***** TEXTE PRÉSENTÉ

Vous le savez tous, le 14 février c'est la St-Valentin. Impossible de manquer l'occasion ici ! Confiseries en forme de cœur, stickers “lovey-dovey” sur les vitrines des magasins, et promotions sur les shampoings de la marque « Je l'aime », tout est bon pour vous rappeler que la fête des amoureux arrive à grand pas sur l'archipel.


Aimant autant le chocolat que les phénomènes de société, je me suis donc intéressée cette semaine aux modes de consommation des Japonaises pour la St-Valentin. Car oui, au Japon ce sont les femmes qui offrent des chocolats aux hommes lors de ce jour spécial. Mais ne criez pas tout de suite à l'injustice, puisqu'elles recevront à leur tour leur dose de cacao le 14 mars lors du White Day.



(Photo : Les shampooings « Je l'aime » présentés par… Arashi)



St-Valentin et White Day: des obligations sociales ?

**********
***** DONNÉES FOURNIES

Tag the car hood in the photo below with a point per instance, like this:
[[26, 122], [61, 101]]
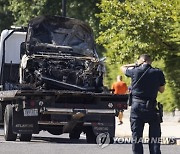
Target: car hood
[[59, 34]]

**********

◆ **CONSIGNES**
**1.** D'après le texte sur la St-Valentin au Japon, à quelle date les femmes reçoivent-elles à leur tour du chocolat ?
**2.** Recopiez mot pour mot le passage du texte sur la St-Valentin au Japon qui s'ouvre sur les mots « Vous le savez » et se clôt sur « présentés par… Arashi) ».
**3.** Poursuivez le texte sur la St-Valentin au Japon à partir de l'endroit où il s'arrête.

◆ **CORRIGÉ**
**1.** Le 14 mars, lors du White Day.

**2.**
Vous le savez tous, le 14 février c'est la St-Valentin. Impossible de manquer l'occasion ici ! Confiseries en forme de cœur, stickers “lovey-dovey” sur les vitrines des magasins, et promotions sur les shampoings de la marque « Je l'aime », tout est bon pour vous rappeler que la fête des amoureux arrive à grand pas sur l'archipel.


Aimant autant le chocolat que les phénomènes de société, je me suis donc intéressée cette semaine aux modes de consommation des Japonaises pour la St-Valentin. Car oui, au Japon ce sont les femmes qui offrent des chocolats aux hommes lors de ce jour spécial. Mais ne criez pas tout de suite à l'injustice, puisqu'elles recevront à leur tour leur dose de cacao le 14 mars lors du White Day.



(Photo : Les shampooings « Je l'aime » présentés par… Arashi)

**3.**
La St-Valentin et le White Day, c’est un peu comme Tic et Tack ou Bernard et Bianca: ça va de pair ! Et pour cause, ces deux événements répondent en réalité à une obligation sociale interculturelle: le phénomène de ‘’don et contre-don’’.



Le 14 février, les femmes offrent des chocolats aux élus de leurs cœurs, mais également à leurs amis masculins et à leurs collègues de travail. Le premier type de chocolat se nomme alors honmei choco ( litt. « chocolats de la destinée ») tandis que le second s'appelle giri choco (litt. « chocolats de courtoisie »). Rien de nouveau sous le soleil jusque là: c'est la St-Valentin.

Le 14 mars, ce sont les hommes ayant reçu des chocolats le 14 février qui donneront à leur tour des présents aux femmes qui ne les ont pas oubliés le jour de la St-Valentin. Ce jour-là, c'est ce qu'on appelle le White Day.


Inventé à l'origine par une entreprise de marshmallows dans les années 1970 pour booster ses ventes après la fête des amoureux, le White day est rapidement devenu un véritable phénomène de société au Japon. Les chocolats du 14 mars sont alors généralement blancs pour rappeler la couleur des marshmallows (d'où l'expression « White Day »), et ils s'apparentent ici à un contre-don, une étape obligatoire pour entretenir une relation quelle qu'elle soit.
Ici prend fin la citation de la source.